◆ **引用文**:
========================

NHKなどによれば、影山副委員長は一一日夕、東京都渋谷区神南に位置するNHK放送センター西館八階のトイレ内で、ネクタイを使って首を吊っているところを同僚らに発見された。職場の机上に遺書のようなメモが置かれており、これを不審に思った同僚らが局内を捜索、ぐったりと倒れていた影山副委員長を見つけて病院に搬送したという。
NHK関係者によれば、影山副委員長が自殺の直前に書き残したとみられるものの中には、こんな文言が綴られていた。
「頭と心のタンクが空っぽになった」
都内寺院での葬儀に職員を大量動員
影山副委員長は早稲田大を卒業後、一九七六年にNHKへ入局した。福岡放送局を経て八二年から報道局の政治部記者として活躍し、首相官邸や自民党の清和会担当などを歴任。その後は平日早朝の看板番組「おはよう日本」の編集責任者なども務め、二〇〇〇年からは政治担当の解説委員として「日曜討論」の司会などを担当し、〇八年から解説委員室の副委員長に就いていた。
そんな影山副委員長の自殺理由は不明だが、あるNHK報道局記者は「影山さんは少し前から、非常に重い鬱病に苦しんでいたようです」と語り、各週刊誌の報道などでも「病気説」が最有力視されている。ただ、自殺の真相をめぐっては最近、当のNHK局内でこれとは全く異なる”真の理由”がもっともらしく流布されている、という。NHKの中堅幹部がこう打ち明ける。
「局の上層部は影山さんが病気を苦に自殺したという線で押し通したい意向のようで、都内の寺院で行なわれた葬儀も報道局や政治部が集合をかけ、社葬並みの職員を大量動員しました。しかし、病気を苦にした人間が職場内で、それも勤務時間の真っ最中に自殺を図るというのは少し不自然ではないでしょうか。そのせいもあり、局内では『別の理由』が自殺の真相なのではないかと指摘されているんです」

========================

◆ **提供エントリ**:

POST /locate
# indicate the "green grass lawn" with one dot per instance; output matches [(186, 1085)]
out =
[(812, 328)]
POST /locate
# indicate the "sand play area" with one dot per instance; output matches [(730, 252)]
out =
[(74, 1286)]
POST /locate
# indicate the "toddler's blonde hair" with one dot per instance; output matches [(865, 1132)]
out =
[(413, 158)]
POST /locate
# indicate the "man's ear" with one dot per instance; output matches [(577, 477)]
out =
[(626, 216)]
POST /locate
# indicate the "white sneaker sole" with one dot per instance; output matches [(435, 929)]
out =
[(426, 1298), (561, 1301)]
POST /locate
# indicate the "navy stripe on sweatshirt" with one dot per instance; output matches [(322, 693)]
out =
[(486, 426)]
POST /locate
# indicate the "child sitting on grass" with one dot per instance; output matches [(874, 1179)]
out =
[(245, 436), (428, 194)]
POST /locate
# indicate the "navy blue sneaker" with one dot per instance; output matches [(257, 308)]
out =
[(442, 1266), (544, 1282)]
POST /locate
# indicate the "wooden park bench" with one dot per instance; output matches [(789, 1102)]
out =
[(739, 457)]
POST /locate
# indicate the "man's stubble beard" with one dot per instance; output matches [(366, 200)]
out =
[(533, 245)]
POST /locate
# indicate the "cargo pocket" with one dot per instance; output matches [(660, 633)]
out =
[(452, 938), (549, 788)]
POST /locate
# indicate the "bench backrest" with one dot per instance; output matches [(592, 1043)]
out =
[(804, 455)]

========================

引用文の「影山副委員長は早稲田大を卒業後、一九七六年にNHKへ入局した。」という一文を英語に訳すとどうなりますか？ これらのエントリは引用文と関係がありません。

After graduating from Waseda University, Deputy Chairman Kageyama joined NHK in 1976.